All pictures are to be dropped, and everything else in the data duplicated exactly.

◇ ◇ ◇ ◇ ◇ ◇ ◇

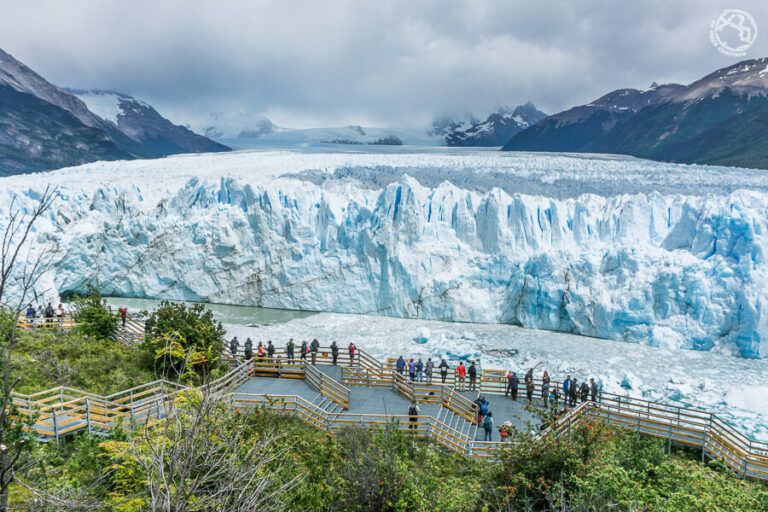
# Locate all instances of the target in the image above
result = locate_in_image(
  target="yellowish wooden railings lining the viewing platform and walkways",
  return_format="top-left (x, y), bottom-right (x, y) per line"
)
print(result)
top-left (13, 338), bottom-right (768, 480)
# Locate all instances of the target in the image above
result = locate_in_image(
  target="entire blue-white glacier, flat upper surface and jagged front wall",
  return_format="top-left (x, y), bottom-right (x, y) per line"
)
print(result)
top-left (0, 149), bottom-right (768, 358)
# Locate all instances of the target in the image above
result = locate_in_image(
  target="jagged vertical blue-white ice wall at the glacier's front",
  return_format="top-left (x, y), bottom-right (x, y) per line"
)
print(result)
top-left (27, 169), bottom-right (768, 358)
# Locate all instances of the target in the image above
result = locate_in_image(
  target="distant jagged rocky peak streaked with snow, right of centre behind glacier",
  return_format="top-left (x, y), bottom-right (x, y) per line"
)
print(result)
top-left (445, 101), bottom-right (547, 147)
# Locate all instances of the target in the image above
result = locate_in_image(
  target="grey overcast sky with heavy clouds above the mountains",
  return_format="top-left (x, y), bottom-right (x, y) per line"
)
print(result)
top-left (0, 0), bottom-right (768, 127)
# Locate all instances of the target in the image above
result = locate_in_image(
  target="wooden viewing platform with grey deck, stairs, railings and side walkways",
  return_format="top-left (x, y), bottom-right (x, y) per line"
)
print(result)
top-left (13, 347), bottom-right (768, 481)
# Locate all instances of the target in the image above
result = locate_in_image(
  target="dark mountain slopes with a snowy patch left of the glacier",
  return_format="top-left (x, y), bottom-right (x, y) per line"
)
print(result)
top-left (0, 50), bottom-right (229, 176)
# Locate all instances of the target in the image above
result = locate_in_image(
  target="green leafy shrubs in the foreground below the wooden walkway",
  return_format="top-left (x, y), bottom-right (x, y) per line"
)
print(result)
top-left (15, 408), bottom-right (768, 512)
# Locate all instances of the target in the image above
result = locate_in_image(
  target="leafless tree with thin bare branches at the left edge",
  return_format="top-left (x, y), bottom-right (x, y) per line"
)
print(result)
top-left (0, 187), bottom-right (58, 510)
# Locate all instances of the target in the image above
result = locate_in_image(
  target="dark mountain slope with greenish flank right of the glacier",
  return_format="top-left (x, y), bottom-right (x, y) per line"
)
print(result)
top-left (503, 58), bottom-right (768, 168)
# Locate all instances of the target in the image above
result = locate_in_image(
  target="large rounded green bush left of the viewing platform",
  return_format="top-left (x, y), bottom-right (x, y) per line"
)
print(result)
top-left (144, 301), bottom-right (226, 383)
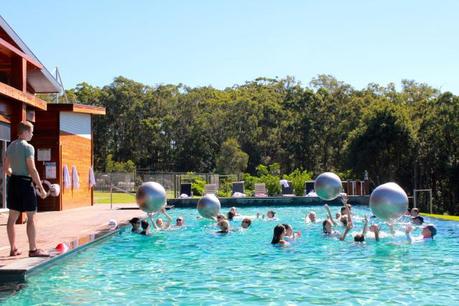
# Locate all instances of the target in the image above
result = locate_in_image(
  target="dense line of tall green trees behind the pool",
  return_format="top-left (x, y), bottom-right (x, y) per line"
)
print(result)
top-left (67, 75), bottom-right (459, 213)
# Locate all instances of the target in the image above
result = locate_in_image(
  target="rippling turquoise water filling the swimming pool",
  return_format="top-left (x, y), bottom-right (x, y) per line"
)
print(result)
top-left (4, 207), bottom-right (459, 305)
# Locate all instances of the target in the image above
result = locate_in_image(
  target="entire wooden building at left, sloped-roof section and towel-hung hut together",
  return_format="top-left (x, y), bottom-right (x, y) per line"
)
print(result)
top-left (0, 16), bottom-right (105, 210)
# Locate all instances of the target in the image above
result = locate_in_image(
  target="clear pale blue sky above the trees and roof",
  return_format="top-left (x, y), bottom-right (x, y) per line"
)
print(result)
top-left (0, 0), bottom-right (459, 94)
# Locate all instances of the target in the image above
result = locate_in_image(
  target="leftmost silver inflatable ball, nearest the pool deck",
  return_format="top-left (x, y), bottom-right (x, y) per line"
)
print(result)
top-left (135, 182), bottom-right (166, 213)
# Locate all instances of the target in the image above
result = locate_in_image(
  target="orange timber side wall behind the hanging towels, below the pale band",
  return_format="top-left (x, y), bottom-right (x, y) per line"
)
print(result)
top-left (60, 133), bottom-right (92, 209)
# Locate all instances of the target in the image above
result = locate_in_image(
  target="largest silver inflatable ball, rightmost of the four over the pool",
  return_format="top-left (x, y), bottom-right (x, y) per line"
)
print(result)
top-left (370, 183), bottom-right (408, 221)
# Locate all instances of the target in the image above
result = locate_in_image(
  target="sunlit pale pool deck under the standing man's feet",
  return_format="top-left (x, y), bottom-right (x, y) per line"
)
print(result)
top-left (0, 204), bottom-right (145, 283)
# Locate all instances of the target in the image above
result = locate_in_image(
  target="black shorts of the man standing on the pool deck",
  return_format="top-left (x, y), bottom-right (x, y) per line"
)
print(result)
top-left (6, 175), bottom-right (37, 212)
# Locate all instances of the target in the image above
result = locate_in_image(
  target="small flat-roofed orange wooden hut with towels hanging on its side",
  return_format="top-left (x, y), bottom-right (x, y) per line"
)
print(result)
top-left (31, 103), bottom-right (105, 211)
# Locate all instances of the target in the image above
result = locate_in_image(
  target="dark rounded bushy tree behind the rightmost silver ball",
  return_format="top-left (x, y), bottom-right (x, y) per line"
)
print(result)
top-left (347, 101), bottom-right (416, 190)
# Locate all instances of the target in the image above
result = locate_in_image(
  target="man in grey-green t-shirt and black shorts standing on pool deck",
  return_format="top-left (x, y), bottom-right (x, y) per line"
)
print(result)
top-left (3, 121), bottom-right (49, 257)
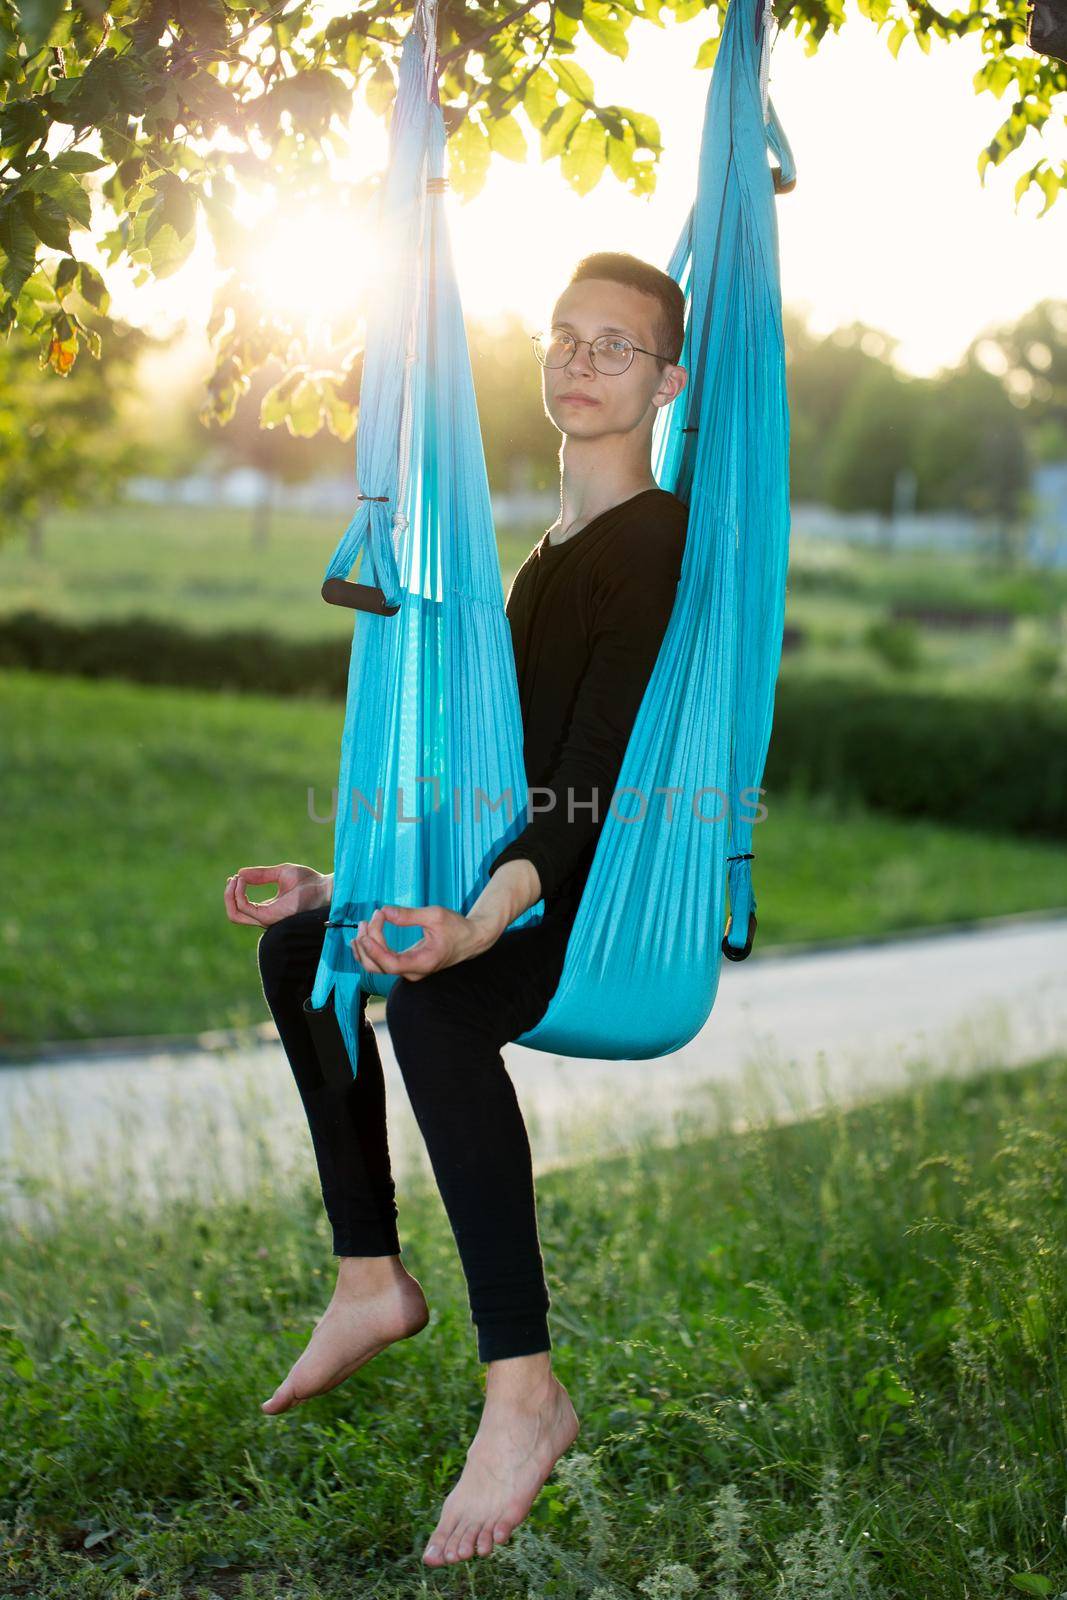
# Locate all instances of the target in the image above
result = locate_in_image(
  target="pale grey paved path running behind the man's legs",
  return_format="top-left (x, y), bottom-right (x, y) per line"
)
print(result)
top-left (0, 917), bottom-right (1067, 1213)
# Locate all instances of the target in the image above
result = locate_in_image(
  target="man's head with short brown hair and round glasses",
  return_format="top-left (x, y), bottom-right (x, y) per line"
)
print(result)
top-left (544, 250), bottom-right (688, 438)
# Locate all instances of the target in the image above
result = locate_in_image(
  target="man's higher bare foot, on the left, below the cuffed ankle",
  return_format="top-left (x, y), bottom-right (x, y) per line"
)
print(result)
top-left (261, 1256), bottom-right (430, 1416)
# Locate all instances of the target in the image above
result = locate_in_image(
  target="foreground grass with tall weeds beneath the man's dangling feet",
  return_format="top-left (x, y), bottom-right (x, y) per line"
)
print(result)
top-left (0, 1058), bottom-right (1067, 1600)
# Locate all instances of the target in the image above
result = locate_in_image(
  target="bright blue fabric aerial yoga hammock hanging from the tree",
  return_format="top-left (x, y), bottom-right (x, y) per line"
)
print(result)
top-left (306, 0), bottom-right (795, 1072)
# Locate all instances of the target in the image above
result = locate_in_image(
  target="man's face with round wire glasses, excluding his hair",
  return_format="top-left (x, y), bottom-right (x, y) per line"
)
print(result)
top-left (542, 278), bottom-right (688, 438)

◇ ◇ ◇ ◇ ◇ ◇ ◇

## Exercise response
# Locate all instances of the target in the image above
result = locate_in_image(
  target="yellowish wooden railings lining the viewing platform and walkways",
  return_format="top-left (x, y), bottom-right (x, y) per line"
)
print(result)
top-left (13, 338), bottom-right (768, 480)
# Locate all instances of the target in the image above
result = locate_in_image(
  target="entire blue-white glacier, flat upper surface and jagged front wall",
  return_format="top-left (x, y), bottom-right (x, y) per line"
)
print(result)
top-left (0, 149), bottom-right (768, 358)
# Locate all instances of the target in the image above
result = locate_in_image(
  target="jagged vertical blue-white ice wall at the glacier's front",
  return_format="top-left (x, y), bottom-right (x, y) per line"
)
print(result)
top-left (27, 169), bottom-right (768, 358)
# Locate all instances of the target in the image above
result = locate_in_image(
  target="distant jagged rocky peak streaked with snow, right of centre behind glacier",
  return_format="top-left (x, y), bottom-right (x, y) per line"
)
print(result)
top-left (445, 101), bottom-right (547, 147)
# Locate all instances of the target in the image above
result = locate_in_image(
  target="grey overcast sky with heavy clouds above the mountains",
  return_format="top-left (x, y), bottom-right (x, y) per line"
)
print(result)
top-left (0, 0), bottom-right (768, 127)
# Locate all instances of the target in the image above
result = locate_in_image(
  target="wooden viewing platform with grey deck, stairs, railings and side walkways",
  return_format="top-left (x, y), bottom-right (x, y) per line"
)
print(result)
top-left (13, 347), bottom-right (768, 481)
# Locate all instances of the target in the image above
result = locate_in_image(
  target="dark mountain slopes with a snowy patch left of the glacier",
  return_format="top-left (x, y), bottom-right (x, y) per line"
)
print(result)
top-left (0, 50), bottom-right (229, 176)
# Locate all instances of the target in the image above
result = locate_in_image(
  target="green leafy shrubs in the foreground below the wooden walkway",
  return_format="top-left (x, y), bottom-right (x, y) per line"
)
print(result)
top-left (15, 408), bottom-right (768, 512)
# Locate all instances of the target in the image above
result = locate_in_image(
  target="leafless tree with thin bare branches at the left edge",
  return_format="top-left (x, y), bottom-right (x, y) per line"
)
print(result)
top-left (0, 187), bottom-right (58, 510)
# Locate all instances of the target in the image above
result = locate_in_image(
  target="dark mountain slope with greenish flank right of the glacier",
  return_format="top-left (x, y), bottom-right (x, y) per line"
)
print(result)
top-left (503, 58), bottom-right (768, 168)
# Locate all instances of the target in the image above
result = locate_in_image(
  target="large rounded green bush left of the viewing platform",
  return_format="top-left (x, y), bottom-right (x, y) per line"
)
print(result)
top-left (144, 301), bottom-right (226, 383)
# Locate all instances of the target in the image above
result = locate_in_image(
  target="dense line of tall green trees behind the pool",
  return_format="top-left (x, y), bottom-right (x, y) per line"
)
print(result)
top-left (67, 75), bottom-right (459, 213)
# Locate all instances of the target in the image above
result = locate_in_image(
  target="rippling turquoise water filling the swimming pool",
  return_format="top-left (x, y), bottom-right (x, y) per line"
)
print(result)
top-left (4, 207), bottom-right (459, 305)
# Locate all instances of the target in the image above
result = locate_in_image(
  target="entire wooden building at left, sloped-roof section and towel-hung hut together",
  return_format="top-left (x, y), bottom-right (x, y) per line"
)
print(result)
top-left (0, 16), bottom-right (105, 210)
# Locate all instances of the target in the image above
result = locate_in_image(
  target="clear pale blue sky above the trees and roof",
  return_format="top-left (x, y), bottom-right (x, y) per line"
)
print(result)
top-left (0, 0), bottom-right (459, 94)
# Locate all instances of the target in the image above
result = locate_in_image(
  target="leftmost silver inflatable ball, nearest the pool deck",
  return_format="top-left (x, y), bottom-right (x, y) per line"
)
print(result)
top-left (135, 182), bottom-right (166, 213)
# Locate all instances of the target in the image above
result = locate_in_image(
  target="orange timber side wall behind the hanging towels, below the pale band",
  return_format="top-left (x, y), bottom-right (x, y) per line"
)
print(result)
top-left (60, 133), bottom-right (92, 209)
# Locate all instances of the target in the image above
result = locate_in_image(
  target="largest silver inflatable ball, rightmost of the four over the pool",
  return_format="top-left (x, y), bottom-right (x, y) per line"
)
print(result)
top-left (370, 183), bottom-right (408, 221)
# Locate all instances of the target in the image above
result = locate_in_image(
  target="sunlit pale pool deck under the standing man's feet",
  return_format="top-left (x, y), bottom-right (x, y) per line"
)
print(result)
top-left (0, 204), bottom-right (145, 283)
# Locate all instances of the target in the image above
result = locate_in_image(
  target="black shorts of the man standing on the pool deck",
  return_format="top-left (x, y), bottom-right (x, y) per line"
)
print(result)
top-left (6, 175), bottom-right (37, 212)
# Locate all instances of the target in the image above
result = locate_in_image(
  target="small flat-roofed orange wooden hut with towels hanging on its side",
  return_format="top-left (x, y), bottom-right (x, y) per line"
)
print(result)
top-left (31, 103), bottom-right (105, 211)
# Locate all instances of the target in the image above
result = locate_in_image(
  target="dark rounded bushy tree behind the rightmost silver ball",
  return_format="top-left (x, y), bottom-right (x, y) per line"
)
print(result)
top-left (347, 101), bottom-right (416, 190)
# Locate all instances of the target in the image above
result = locate_in_image(
  target="man in grey-green t-shirt and black shorts standing on pool deck",
  return_format="top-left (x, y), bottom-right (x, y) per line"
)
print(result)
top-left (3, 121), bottom-right (49, 257)
# Locate all instances of the target in the image above
result = locate_in_image(
  target="pale grey paved path running behind the man's legs",
  return_format="top-left (x, y), bottom-right (x, y) per line"
)
print(result)
top-left (0, 917), bottom-right (1067, 1213)
# Locate all instances of the target in the image above
result = locate_in_image(
  target="man's head with short brown hair and round glasses",
  return_format="top-left (x, y), bottom-right (x, y) per line"
)
print(result)
top-left (544, 250), bottom-right (688, 438)
# Locate all instances of the target in the image above
result = locate_in_image(
  target="man's higher bare foot, on the left, below the cuffed ankle",
  return_format="top-left (x, y), bottom-right (x, y) per line"
)
print(result)
top-left (261, 1256), bottom-right (430, 1416)
# Locate all instances of the target in the image above
result = locate_in_image(
  target="foreground grass with tall weeds beneath the man's dangling feet",
  return_format="top-left (x, y), bottom-right (x, y) per line"
)
print(result)
top-left (0, 1058), bottom-right (1067, 1600)
# Locate all instances of the target in the image above
result = locate_in_image(
  target="bright blue fabric aerial yoga hammock hanging from the tree",
  return_format="top-left (x, y), bottom-right (x, y) per line"
)
print(result)
top-left (306, 0), bottom-right (795, 1072)
# Locate all instances of the target in the image above
result = locate_in_image(
  target="man's face with round wire glasses, excluding his hair",
  return_format="top-left (x, y), bottom-right (x, y) per line"
)
print(result)
top-left (542, 278), bottom-right (688, 438)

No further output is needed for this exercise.